=== Dataset entries ===
============================================================

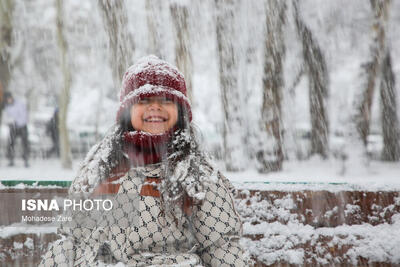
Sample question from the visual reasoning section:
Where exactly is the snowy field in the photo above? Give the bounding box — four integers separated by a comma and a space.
0, 158, 400, 191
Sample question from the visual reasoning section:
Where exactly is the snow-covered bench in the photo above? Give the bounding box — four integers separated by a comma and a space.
0, 183, 400, 266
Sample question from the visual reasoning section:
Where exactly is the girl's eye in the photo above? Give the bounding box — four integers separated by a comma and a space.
162, 99, 174, 104
138, 99, 149, 104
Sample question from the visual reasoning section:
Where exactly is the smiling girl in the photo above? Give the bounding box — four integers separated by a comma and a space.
41, 56, 248, 266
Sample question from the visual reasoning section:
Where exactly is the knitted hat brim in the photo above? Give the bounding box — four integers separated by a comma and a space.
117, 84, 192, 122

============================================================

Rewrite the lines from the start of the rows above through the line containing "0, 158, 400, 191", inclusive, as a Markdown table with columns headed Number and Line text, skipping any blank lines. Leave the pictures out.

| Number | Line text |
|---|---|
| 1 | Sample question from the visual reasoning section: |
| 2 | Where exactly is the snowy field in the photo above? Give the bounding box — four integers separated by a comma and a space. |
| 3 | 0, 158, 400, 191 |